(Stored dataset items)
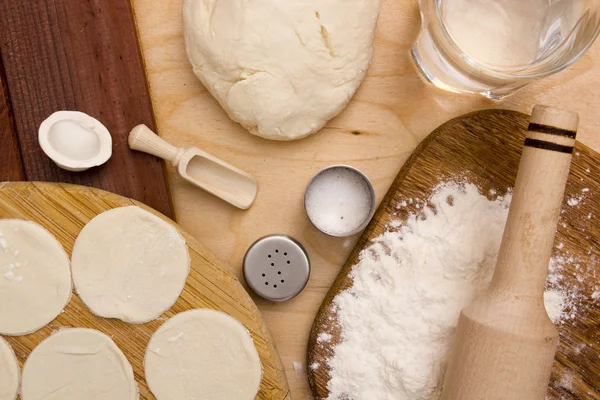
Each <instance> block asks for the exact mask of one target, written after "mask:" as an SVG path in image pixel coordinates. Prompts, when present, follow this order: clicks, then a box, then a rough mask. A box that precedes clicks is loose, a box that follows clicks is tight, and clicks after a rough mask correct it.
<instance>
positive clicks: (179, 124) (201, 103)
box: [131, 0, 600, 400]
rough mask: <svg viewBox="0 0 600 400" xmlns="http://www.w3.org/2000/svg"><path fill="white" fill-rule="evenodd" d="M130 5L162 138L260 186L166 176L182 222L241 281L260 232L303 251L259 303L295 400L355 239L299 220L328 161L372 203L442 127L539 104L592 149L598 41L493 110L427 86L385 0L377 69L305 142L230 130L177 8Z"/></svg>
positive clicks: (595, 113)
mask: <svg viewBox="0 0 600 400" xmlns="http://www.w3.org/2000/svg"><path fill="white" fill-rule="evenodd" d="M131 1H132V4H133V8H134V11H135V17H136V21H137V26H138V33H139V35H140V43H141V47H142V53H143V57H144V60H145V64H146V72H147V77H148V82H149V86H150V94H151V98H152V103H153V107H154V112H155V116H156V120H157V127H158V132H159V134H160V135H161V136H163V137H165V138H166V139H168V140H170V141H172V142H173V144H176V145H178V146H186V145H194V146H198V147H200V148H204V149H205V150H207V151H209V152H211V153H213V154H215V155H217V156H219V157H221V158H223V159H225V160H227V161H228V162H230V163H232V164H234V165H236V166H238V167H240V168H242V169H244V170H246V171H248V172H250V173H252V174H253V175H254V176H255V177H256V178H257V179H258V182H259V186H260V190H259V193H258V198H257V201H256V204H255V205H254V206H253V207H252V208H251V209H250V210H248V211H247V212H244V211H239V210H236V209H234V208H233V207H230V206H228V205H227V204H225V203H224V202H222V201H220V200H218V199H214V198H213V197H211V196H209V195H206V194H205V193H202V192H201V191H199V190H197V189H195V188H192V187H190V186H189V185H187V184H186V183H185V182H183V181H182V180H181V179H179V178H178V177H177V176H176V174H175V173H174V171H173V170H170V173H169V180H170V184H171V193H172V195H173V201H174V205H175V213H176V216H177V218H178V221H179V223H180V224H181V225H182V226H184V227H185V229H186V230H187V231H188V232H190V233H191V234H192V235H194V236H195V237H196V238H197V239H199V240H200V241H202V242H203V243H204V244H206V245H207V247H209V248H210V249H211V250H213V251H214V252H215V253H216V255H217V256H218V257H220V258H221V259H223V260H225V261H227V262H228V263H229V264H230V265H232V266H233V268H234V274H235V275H236V276H238V277H241V269H242V260H243V257H244V253H245V252H246V250H247V248H248V246H250V245H251V244H252V243H253V242H254V240H256V239H258V238H259V237H261V236H263V235H267V234H272V233H285V234H289V235H291V236H293V237H295V238H296V239H298V240H299V241H301V242H302V244H303V245H304V246H305V247H306V248H307V250H308V252H309V254H310V257H311V261H312V263H313V269H312V275H311V278H310V281H309V283H308V286H307V287H306V289H305V290H304V292H303V293H301V294H300V295H299V296H298V297H297V298H295V299H293V300H290V301H288V302H286V303H281V304H279V303H271V302H267V301H262V300H258V299H257V303H258V306H259V308H260V309H261V310H262V312H263V315H264V317H265V320H266V322H267V324H268V325H269V328H270V329H271V332H272V333H273V336H274V338H275V341H276V342H277V348H278V349H279V352H280V354H281V356H282V360H283V362H284V366H285V369H286V372H287V375H288V379H289V382H290V386H291V389H292V393H293V395H294V397H295V398H298V399H302V400H304V399H305V398H306V396H308V395H309V388H308V381H307V377H306V372H305V371H304V370H303V369H299V370H298V371H296V370H295V369H294V368H293V364H292V363H293V362H297V363H304V359H305V354H306V344H307V341H308V335H309V331H310V327H311V325H312V322H313V319H314V316H315V314H316V313H317V310H318V308H319V306H320V304H321V302H322V301H323V298H324V297H325V295H326V293H327V291H328V289H329V287H330V286H331V284H332V283H333V281H334V279H335V277H336V275H337V274H338V272H339V271H340V268H341V266H342V264H343V263H344V261H345V260H346V258H347V257H348V255H349V254H350V251H351V250H352V247H353V245H354V243H355V242H356V240H357V239H358V237H354V238H351V239H348V240H344V239H333V238H329V237H326V236H324V235H323V234H321V233H319V232H318V231H316V230H315V229H313V228H312V227H311V226H310V224H309V222H308V221H307V220H306V217H305V216H304V212H303V209H302V194H303V190H304V187H305V185H306V184H307V183H308V180H309V179H310V178H311V176H312V175H313V174H314V173H315V172H317V171H318V170H319V169H320V168H322V167H325V166H327V165H331V164H335V163H346V164H350V165H353V166H355V167H358V168H359V169H361V170H362V171H363V172H365V173H366V174H367V175H368V176H369V178H371V180H372V181H373V182H374V185H375V189H376V192H377V196H378V199H379V200H380V199H381V198H382V197H383V195H384V194H385V192H386V191H387V189H388V188H389V187H390V184H391V183H392V181H393V180H394V178H395V176H396V174H397V173H398V171H399V170H400V167H401V166H402V164H403V163H404V162H405V161H406V159H407V158H408V157H409V155H410V153H411V152H412V150H413V149H414V148H415V147H416V146H417V144H418V143H419V142H420V141H421V140H422V139H423V138H424V137H425V136H426V135H427V134H428V133H430V132H431V131H432V130H433V129H435V128H436V127H437V126H439V125H440V124H442V123H444V122H446V121H447V120H449V119H450V118H454V117H456V116H459V115H461V114H464V113H466V112H470V111H474V110H478V109H479V110H480V109H487V108H492V107H501V108H508V109H515V110H519V111H521V112H526V113H529V112H531V107H532V106H533V104H535V103H545V104H549V105H553V106H558V107H566V108H570V109H573V110H575V111H578V112H579V113H580V114H581V117H582V122H581V129H580V134H579V139H580V140H581V141H582V142H583V143H586V144H588V145H590V146H592V147H593V148H595V149H596V150H600V126H598V124H600V91H598V88H600V42H597V43H596V44H595V45H594V46H593V47H592V49H591V51H590V52H588V53H587V54H586V55H585V56H584V57H583V58H582V59H581V60H580V61H578V62H577V63H575V64H574V65H573V66H572V67H570V68H569V69H567V70H566V71H564V72H561V73H560V74H558V75H556V76H553V77H550V78H547V79H545V80H543V81H540V82H538V83H535V84H532V85H530V86H528V87H526V88H525V89H524V90H522V91H521V92H519V93H518V94H516V95H515V96H513V97H511V98H509V99H507V100H506V101H504V102H502V103H499V104H496V103H492V102H490V101H488V100H485V99H483V98H479V97H475V96H465V95H454V94H450V93H445V92H441V91H437V90H435V89H434V88H431V87H428V86H426V85H425V84H423V83H422V82H421V81H420V79H419V78H418V77H417V75H416V74H415V72H414V71H413V68H412V65H411V64H410V60H409V49H410V46H411V44H412V42H413V41H414V40H415V38H416V36H417V33H418V30H419V24H420V21H419V14H418V10H417V3H418V2H417V1H415V0H382V1H381V13H380V17H379V22H378V27H377V35H376V43H375V53H374V58H373V63H372V65H371V68H370V69H369V72H368V74H367V78H366V79H365V81H364V82H363V84H362V85H361V87H360V89H359V90H358V92H357V93H356V96H355V97H354V99H353V100H352V101H351V102H350V104H349V105H348V107H347V108H346V110H345V111H344V112H343V113H342V114H341V115H340V116H339V117H338V118H335V119H334V120H333V121H331V122H330V123H329V124H328V125H327V127H326V128H325V129H324V130H323V131H322V132H319V133H317V134H315V135H313V136H311V137H309V138H307V139H303V140H301V141H297V142H293V143H273V142H269V141H267V140H262V139H259V138H256V137H253V136H251V135H250V134H249V133H248V132H246V131H245V130H244V129H243V128H242V127H240V126H239V125H238V124H236V123H233V122H232V121H231V120H230V119H229V118H228V117H227V115H226V113H225V112H224V111H223V110H222V109H221V107H220V106H219V105H218V103H217V102H216V101H215V100H214V99H213V98H212V96H210V94H209V93H208V92H207V91H206V89H205V88H204V87H203V86H202V84H201V83H200V82H199V81H198V79H197V78H196V77H195V76H194V74H193V73H192V70H191V66H190V64H189V62H188V60H187V58H186V56H185V48H184V43H183V32H182V17H181V6H182V0H162V1H154V0H131ZM353 132H358V133H359V134H353Z"/></svg>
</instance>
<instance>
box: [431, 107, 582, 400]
mask: <svg viewBox="0 0 600 400" xmlns="http://www.w3.org/2000/svg"><path fill="white" fill-rule="evenodd" d="M578 123H579V116H578V115H577V114H575V113H571V112H568V111H563V110H558V109H553V108H548V107H543V106H535V107H534V109H533V113H532V115H531V120H530V124H529V128H528V132H527V138H526V140H525V147H524V149H523V154H522V156H521V163H520V165H519V172H518V174H517V181H516V183H515V189H514V193H513V198H512V203H511V206H510V211H509V214H508V221H507V224H506V228H505V230H504V236H503V240H502V244H501V246H500V252H499V254H498V263H497V265H496V269H495V270H494V276H493V278H492V283H491V285H490V287H489V289H488V290H487V292H486V293H484V294H483V296H481V298H479V299H477V300H476V301H475V302H474V303H473V304H471V305H469V306H467V307H465V308H464V309H463V310H462V312H461V315H460V319H459V322H458V327H457V330H456V338H455V342H454V348H453V350H452V353H451V355H450V360H449V364H448V369H447V371H446V380H445V384H444V388H443V393H442V399H443V400H483V399H485V400H509V399H510V400H544V399H545V397H546V391H547V388H548V383H549V381H550V373H551V370H552V363H553V360H554V354H555V352H556V346H557V344H558V332H557V330H556V328H555V327H554V325H553V324H552V321H551V320H550V318H549V317H548V314H547V313H546V309H545V307H544V287H545V284H546V275H547V271H548V263H549V261H550V257H551V255H552V246H553V242H554V235H555V233H556V225H557V223H558V218H559V216H560V209H561V204H562V201H563V196H564V190H565V185H566V182H567V177H568V175H569V168H570V164H571V153H572V152H573V146H574V145H575V135H576V131H577V126H578Z"/></svg>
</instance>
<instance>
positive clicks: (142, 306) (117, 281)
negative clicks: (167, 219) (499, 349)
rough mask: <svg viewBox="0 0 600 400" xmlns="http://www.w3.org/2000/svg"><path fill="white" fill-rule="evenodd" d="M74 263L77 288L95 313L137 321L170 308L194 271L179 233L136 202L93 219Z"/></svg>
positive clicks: (117, 208) (134, 321)
mask: <svg viewBox="0 0 600 400" xmlns="http://www.w3.org/2000/svg"><path fill="white" fill-rule="evenodd" d="M71 262H72V269H73V282H74V284H75V289H76V290H77V293H78V294H79V296H80V297H81V299H82V300H83V302H84V303H85V304H86V305H87V306H88V307H89V309H90V310H91V311H92V312H93V313H94V314H96V315H98V316H100V317H105V318H118V319H121V320H123V321H125V322H129V323H134V324H142V323H145V322H148V321H151V320H153V319H156V318H158V317H159V316H160V315H161V314H162V313H163V312H165V311H166V310H168V309H169V308H171V306H172V305H173V304H174V303H175V302H176V301H177V299H178V298H179V295H180V294H181V291H182V290H183V287H184V286H185V281H186V279H187V276H188V273H189V270H190V256H189V253H188V248H187V245H186V244H185V240H184V239H183V237H182V236H181V234H180V233H179V231H178V230H177V229H176V228H175V227H174V226H172V225H170V224H168V223H167V222H165V221H163V220H162V219H160V218H158V217H157V216H155V215H153V214H151V213H149V212H147V211H144V210H142V209H141V208H139V207H135V206H131V207H121V208H115V209H113V210H110V211H106V212H104V213H102V214H100V215H98V216H96V217H95V218H94V219H92V220H91V221H90V222H89V223H88V224H87V225H86V226H85V227H84V228H83V230H82V231H81V233H80V234H79V236H78V237H77V240H76V241H75V245H74V247H73V256H72V259H71Z"/></svg>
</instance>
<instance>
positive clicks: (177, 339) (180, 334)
mask: <svg viewBox="0 0 600 400" xmlns="http://www.w3.org/2000/svg"><path fill="white" fill-rule="evenodd" d="M182 337H183V332H179V333H178V334H177V335H175V336H172V337H170V338H168V339H167V342H169V343H175V342H177V341H179V340H180V339H181V338H182Z"/></svg>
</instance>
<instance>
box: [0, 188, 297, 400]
mask: <svg viewBox="0 0 600 400" xmlns="http://www.w3.org/2000/svg"><path fill="white" fill-rule="evenodd" d="M132 204H133V205H138V206H140V207H142V208H144V209H146V210H147V211H150V212H152V213H153V214H155V215H157V216H159V217H161V218H163V219H164V220H165V221H167V222H168V223H170V224H172V225H174V226H176V227H177V228H179V226H178V225H176V224H175V223H174V222H172V221H171V220H169V219H167V218H166V217H164V216H162V215H160V214H159V213H157V212H156V211H154V210H152V209H150V208H148V207H147V206H145V205H142V204H141V203H139V202H136V201H133V200H130V199H127V198H124V197H121V196H117V195H115V194H112V193H108V192H104V191H102V190H98V189H92V188H86V187H82V186H75V185H59V184H53V183H24V182H22V183H7V184H2V183H0V218H21V219H26V220H30V221H34V222H37V223H39V224H41V225H42V226H43V227H44V228H46V229H48V230H49V231H50V232H51V233H52V234H54V235H55V236H56V238H57V239H58V240H59V241H60V242H61V243H62V244H63V246H64V248H65V250H66V251H67V253H68V254H69V256H70V255H71V251H72V249H73V243H74V242H75V239H76V237H77V235H78V234H79V232H80V231H81V229H82V228H83V227H84V225H85V224H86V223H87V222H88V221H89V220H91V219H92V218H93V217H95V216H96V215H97V214H99V213H101V212H103V211H106V210H110V209H112V208H115V207H122V206H130V205H132ZM180 232H181V234H182V235H183V237H184V238H185V240H186V242H187V244H188V248H189V250H190V257H191V260H192V262H191V269H190V275H189V277H188V279H187V282H186V286H185V288H184V290H183V293H182V294H181V297H180V298H179V300H178V301H177V302H176V303H175V305H173V307H171V309H170V310H168V311H167V312H166V313H164V314H163V315H162V316H161V318H159V319H157V320H155V321H151V322H149V323H146V324H142V325H132V324H127V323H125V322H122V321H119V320H114V319H105V318H100V317H96V316H94V315H93V314H91V313H90V312H89V311H88V309H87V307H86V306H85V305H84V304H83V303H82V301H81V299H80V298H79V296H78V295H77V293H76V292H75V291H73V297H72V299H71V301H70V303H69V304H68V305H67V307H66V308H65V311H64V313H62V314H61V315H59V316H58V317H57V318H56V319H55V320H54V321H52V322H51V323H50V324H49V325H48V326H46V327H45V328H43V329H41V330H39V331H37V332H35V333H33V334H30V335H26V336H16V337H6V340H7V341H8V342H9V343H10V344H11V345H12V346H13V348H14V350H15V353H16V355H17V358H18V360H19V364H21V366H22V365H23V363H24V362H25V360H26V359H27V356H28V355H29V353H30V352H31V351H32V350H33V349H34V348H35V346H36V345H37V344H39V343H40V342H41V341H42V340H44V339H45V338H47V337H48V336H49V335H50V334H51V333H52V332H54V331H56V330H57V329H60V328H62V327H86V328H93V329H98V330H100V331H102V332H104V333H106V334H107V335H109V336H110V337H111V338H113V340H114V341H115V343H116V344H117V345H118V346H119V348H120V349H121V350H122V351H123V353H124V354H125V356H127V359H128V360H129V362H130V363H131V364H132V367H133V370H134V373H135V378H136V381H137V383H138V385H139V389H140V399H144V400H146V399H155V397H154V396H153V395H152V394H151V393H150V391H149V390H148V387H147V385H146V382H145V380H144V368H143V361H144V354H145V351H146V346H147V344H148V341H149V340H150V337H151V336H152V334H153V333H154V332H155V331H156V329H158V327H159V326H160V325H162V324H163V323H164V321H165V320H166V319H167V318H170V317H172V316H173V315H175V314H177V313H180V312H182V311H185V310H189V309H193V308H200V307H206V308H212V309H215V310H219V311H223V312H226V313H228V314H230V315H232V316H234V317H235V318H237V319H238V320H239V321H240V322H242V323H243V324H244V325H245V326H246V328H247V329H248V331H249V332H250V334H251V335H252V338H253V339H254V343H255V345H256V348H257V350H258V353H259V355H260V358H261V362H262V365H263V379H262V382H261V387H260V392H259V395H258V396H257V398H259V399H265V400H267V399H268V400H271V399H272V400H284V399H289V387H288V384H287V380H286V377H285V373H284V371H283V366H282V365H281V361H280V359H279V355H278V354H277V350H276V349H275V346H274V343H273V341H272V338H271V336H270V334H269V331H268V329H267V328H266V325H265V323H264V321H263V320H262V317H261V315H260V312H259V311H258V309H257V307H256V305H255V304H254V303H253V302H252V300H251V298H250V297H249V296H248V294H247V293H246V291H245V290H244V289H243V287H242V286H241V285H240V284H239V282H238V281H237V279H235V278H234V277H233V276H232V275H231V273H230V272H229V271H228V268H227V267H225V266H224V265H223V264H222V263H221V262H220V261H218V260H217V259H216V258H215V257H214V256H213V255H212V253H211V252H210V251H209V250H207V249H206V247H205V246H203V245H201V244H200V243H198V242H197V241H196V240H195V239H194V238H193V237H192V236H191V235H189V234H188V233H186V232H185V231H183V230H181V229H180ZM82 400H83V399H82Z"/></svg>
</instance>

* **TASK**: Copy the items word for word, from the beginning through the line that contains "positive clicks: (595, 113)". Leave the pictures out of your copy.

* **RESPONSE BELOW**:
Each <instance> block asks for the exact mask of one target, written after "mask:" as an SVG path in image pixel coordinates. Prompts, when present, follow this order: clicks, then a box, then a rough mask. A box that precedes clicks is loose, a box that follows clicks is tight, and clicks after a rough mask correct it.
<instance>
positive clicks: (179, 124) (201, 103)
box: [131, 0, 600, 400]
rough mask: <svg viewBox="0 0 600 400" xmlns="http://www.w3.org/2000/svg"><path fill="white" fill-rule="evenodd" d="M130 5L162 138L260 186L166 176L182 222L241 281L260 232L303 251L259 303L295 400L355 239L299 220L328 161L372 203L442 127L539 104L592 149L598 41L493 110L427 86L385 0L377 69L305 142L230 130L177 8Z"/></svg>
positive clicks: (595, 113)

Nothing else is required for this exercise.